Task to carry out → Pick out each line in the items below that contains the word "detergent", and copy those lines.

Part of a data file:

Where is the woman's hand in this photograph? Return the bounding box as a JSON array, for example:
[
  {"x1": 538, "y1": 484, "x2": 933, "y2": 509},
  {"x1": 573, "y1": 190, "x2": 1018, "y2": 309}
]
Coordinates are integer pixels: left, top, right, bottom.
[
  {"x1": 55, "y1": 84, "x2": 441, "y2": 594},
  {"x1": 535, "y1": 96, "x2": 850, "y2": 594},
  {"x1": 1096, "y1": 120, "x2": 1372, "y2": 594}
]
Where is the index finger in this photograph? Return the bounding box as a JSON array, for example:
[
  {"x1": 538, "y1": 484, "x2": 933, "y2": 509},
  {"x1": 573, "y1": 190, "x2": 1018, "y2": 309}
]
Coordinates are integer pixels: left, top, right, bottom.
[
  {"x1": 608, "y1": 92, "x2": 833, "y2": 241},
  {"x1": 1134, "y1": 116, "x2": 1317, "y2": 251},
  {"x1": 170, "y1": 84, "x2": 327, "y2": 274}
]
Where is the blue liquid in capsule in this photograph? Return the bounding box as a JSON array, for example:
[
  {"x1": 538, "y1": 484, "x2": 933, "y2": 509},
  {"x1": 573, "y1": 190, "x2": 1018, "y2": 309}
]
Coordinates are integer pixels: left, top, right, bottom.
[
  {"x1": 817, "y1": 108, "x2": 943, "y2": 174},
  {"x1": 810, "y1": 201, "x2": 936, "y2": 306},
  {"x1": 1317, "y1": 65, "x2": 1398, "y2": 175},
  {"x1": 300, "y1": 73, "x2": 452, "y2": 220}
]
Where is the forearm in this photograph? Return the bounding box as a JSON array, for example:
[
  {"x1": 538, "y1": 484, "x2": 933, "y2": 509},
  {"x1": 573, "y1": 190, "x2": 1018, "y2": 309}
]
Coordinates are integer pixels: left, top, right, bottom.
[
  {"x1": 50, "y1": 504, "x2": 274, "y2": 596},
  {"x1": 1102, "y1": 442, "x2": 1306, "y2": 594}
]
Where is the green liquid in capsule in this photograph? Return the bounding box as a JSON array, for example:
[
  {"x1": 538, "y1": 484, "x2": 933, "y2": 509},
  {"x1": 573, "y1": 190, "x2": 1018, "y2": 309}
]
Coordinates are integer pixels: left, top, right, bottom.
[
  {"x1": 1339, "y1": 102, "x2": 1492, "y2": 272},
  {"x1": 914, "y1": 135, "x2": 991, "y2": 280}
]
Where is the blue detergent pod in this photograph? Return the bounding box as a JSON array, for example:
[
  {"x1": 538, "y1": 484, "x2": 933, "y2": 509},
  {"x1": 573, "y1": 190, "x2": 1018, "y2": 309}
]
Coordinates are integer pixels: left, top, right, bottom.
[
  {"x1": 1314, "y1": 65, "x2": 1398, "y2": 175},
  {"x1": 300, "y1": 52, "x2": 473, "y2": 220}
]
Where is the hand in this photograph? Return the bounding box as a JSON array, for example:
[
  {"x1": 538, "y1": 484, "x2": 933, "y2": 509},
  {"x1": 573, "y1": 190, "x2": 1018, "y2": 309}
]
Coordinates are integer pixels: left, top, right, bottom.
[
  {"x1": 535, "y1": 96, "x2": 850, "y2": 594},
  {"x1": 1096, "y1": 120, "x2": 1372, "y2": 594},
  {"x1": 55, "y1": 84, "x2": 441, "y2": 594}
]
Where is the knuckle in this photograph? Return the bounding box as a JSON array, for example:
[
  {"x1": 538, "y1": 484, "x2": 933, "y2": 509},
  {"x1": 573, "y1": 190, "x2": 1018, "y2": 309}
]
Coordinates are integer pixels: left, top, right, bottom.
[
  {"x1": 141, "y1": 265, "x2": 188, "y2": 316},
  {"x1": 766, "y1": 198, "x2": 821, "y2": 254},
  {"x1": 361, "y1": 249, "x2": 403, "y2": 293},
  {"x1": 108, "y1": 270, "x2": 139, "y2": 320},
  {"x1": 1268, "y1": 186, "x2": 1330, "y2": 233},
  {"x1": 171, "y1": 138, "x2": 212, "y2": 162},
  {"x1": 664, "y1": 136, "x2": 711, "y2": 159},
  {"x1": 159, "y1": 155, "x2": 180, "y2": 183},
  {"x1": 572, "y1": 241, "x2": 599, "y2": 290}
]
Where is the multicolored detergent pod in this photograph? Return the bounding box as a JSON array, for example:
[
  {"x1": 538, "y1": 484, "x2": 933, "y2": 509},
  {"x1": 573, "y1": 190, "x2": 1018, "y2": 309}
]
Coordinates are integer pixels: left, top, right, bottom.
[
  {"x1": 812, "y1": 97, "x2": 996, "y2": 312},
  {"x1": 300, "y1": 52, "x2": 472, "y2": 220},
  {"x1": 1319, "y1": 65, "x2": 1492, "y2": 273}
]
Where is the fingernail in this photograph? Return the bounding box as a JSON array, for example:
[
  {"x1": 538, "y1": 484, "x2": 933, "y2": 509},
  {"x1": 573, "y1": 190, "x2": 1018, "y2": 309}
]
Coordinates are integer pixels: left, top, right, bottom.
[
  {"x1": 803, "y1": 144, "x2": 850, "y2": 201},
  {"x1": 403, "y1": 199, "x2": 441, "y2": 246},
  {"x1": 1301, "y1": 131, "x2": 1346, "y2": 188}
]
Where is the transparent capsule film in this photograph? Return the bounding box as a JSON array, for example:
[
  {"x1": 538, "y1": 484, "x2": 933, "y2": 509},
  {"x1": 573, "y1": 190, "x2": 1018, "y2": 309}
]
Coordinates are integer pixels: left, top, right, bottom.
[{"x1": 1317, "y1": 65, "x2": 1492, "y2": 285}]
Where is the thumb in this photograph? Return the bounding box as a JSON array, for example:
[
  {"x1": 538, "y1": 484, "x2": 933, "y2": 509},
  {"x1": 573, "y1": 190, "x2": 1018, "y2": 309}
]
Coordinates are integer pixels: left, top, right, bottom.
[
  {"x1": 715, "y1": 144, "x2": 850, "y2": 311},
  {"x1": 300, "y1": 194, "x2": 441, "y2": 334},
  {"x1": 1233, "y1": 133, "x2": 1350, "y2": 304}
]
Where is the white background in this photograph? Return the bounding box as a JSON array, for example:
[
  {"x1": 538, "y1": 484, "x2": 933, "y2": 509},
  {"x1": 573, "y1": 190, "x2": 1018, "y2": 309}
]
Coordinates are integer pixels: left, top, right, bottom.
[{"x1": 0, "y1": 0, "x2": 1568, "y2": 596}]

Answer below →
Where is the blue detergent pod in this photograph? Return the bounding box as a JSON array, for example:
Where is the multicolored detergent pod in this photograph? Return the bounding box as a JSON array, for example:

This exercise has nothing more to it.